TASK GOAL: Check every line of the data below for the word "palm". Copy the ones that have it.

DATA IN THIS EXERCISE:
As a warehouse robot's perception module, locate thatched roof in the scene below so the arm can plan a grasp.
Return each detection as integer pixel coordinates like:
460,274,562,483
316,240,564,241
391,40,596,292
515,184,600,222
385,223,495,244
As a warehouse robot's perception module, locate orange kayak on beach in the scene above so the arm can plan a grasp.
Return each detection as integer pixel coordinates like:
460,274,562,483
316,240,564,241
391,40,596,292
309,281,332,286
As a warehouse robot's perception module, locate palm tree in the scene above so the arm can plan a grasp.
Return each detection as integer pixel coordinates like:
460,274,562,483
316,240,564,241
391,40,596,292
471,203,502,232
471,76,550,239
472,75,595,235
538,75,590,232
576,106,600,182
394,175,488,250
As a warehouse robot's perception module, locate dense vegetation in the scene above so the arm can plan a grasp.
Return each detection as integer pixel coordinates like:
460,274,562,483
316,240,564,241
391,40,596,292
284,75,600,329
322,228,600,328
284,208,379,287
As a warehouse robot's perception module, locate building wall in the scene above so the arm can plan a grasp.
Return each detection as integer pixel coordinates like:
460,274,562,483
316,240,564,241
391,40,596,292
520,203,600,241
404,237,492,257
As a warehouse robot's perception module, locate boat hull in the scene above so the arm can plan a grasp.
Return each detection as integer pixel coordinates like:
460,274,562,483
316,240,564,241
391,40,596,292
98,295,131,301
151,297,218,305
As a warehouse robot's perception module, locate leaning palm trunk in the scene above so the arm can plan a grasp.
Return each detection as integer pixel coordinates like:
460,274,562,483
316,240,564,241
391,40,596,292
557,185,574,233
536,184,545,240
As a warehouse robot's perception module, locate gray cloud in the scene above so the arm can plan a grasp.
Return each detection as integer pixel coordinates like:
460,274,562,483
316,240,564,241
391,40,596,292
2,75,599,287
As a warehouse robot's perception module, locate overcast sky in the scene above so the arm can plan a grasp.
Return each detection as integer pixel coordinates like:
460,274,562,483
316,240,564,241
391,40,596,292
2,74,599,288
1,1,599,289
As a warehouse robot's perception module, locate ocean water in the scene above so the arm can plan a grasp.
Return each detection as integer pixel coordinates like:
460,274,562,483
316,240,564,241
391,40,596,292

SOLUTION BELOW:
As a warehouse robot's perception module, locate palm tree in the scene above so the arm can plan a grasp.
As a warehouse robot's perception module, locate leaning palm trunk in the scene above so the arm can plan a grasp.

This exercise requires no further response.